### WHAT THE TASK ASKS
Copy the items from the line with "the white door" to the line with "Find the doorway", both ends included, leaving the requests unchanged. Scale every bounding box coordinate in the answers by 1.65 and round each to a whole number, rounding halves up.

### STORED RECORDS
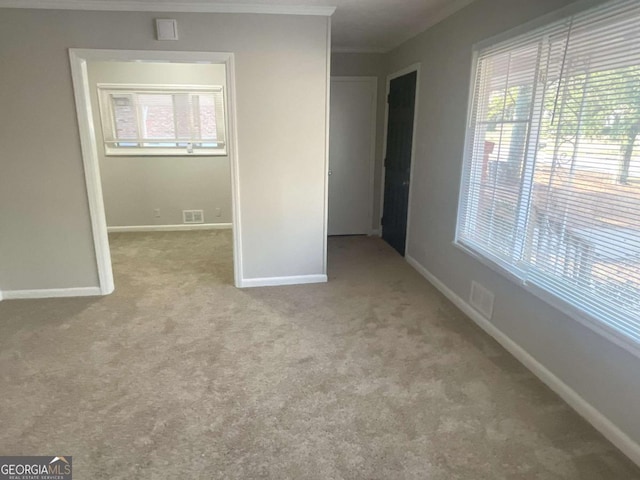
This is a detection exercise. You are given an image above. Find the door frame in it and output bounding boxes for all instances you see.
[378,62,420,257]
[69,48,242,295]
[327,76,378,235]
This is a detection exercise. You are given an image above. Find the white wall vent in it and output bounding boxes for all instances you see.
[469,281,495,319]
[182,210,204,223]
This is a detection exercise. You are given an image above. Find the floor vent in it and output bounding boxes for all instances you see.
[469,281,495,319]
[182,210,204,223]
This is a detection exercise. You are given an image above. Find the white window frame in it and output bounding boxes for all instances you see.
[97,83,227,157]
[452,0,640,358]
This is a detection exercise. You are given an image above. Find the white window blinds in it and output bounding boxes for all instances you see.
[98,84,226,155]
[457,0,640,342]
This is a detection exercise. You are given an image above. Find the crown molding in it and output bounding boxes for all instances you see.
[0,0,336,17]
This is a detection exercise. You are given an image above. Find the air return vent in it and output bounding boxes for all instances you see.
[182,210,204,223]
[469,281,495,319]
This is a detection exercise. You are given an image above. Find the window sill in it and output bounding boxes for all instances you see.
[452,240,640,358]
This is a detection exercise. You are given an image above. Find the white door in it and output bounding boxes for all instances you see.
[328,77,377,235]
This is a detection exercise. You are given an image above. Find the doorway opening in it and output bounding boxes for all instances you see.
...
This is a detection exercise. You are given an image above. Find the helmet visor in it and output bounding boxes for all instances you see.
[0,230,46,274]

### SOLUTION TO THIS EXERCISE
This is a detection exercise. You are given an image above. Find the white door in it and output bounding boxes for all instances you see.
[541,127,622,388]
This is a detection exercise. You are given an image above. Find the doorway opening in it and output bounding boxes for all instances you see.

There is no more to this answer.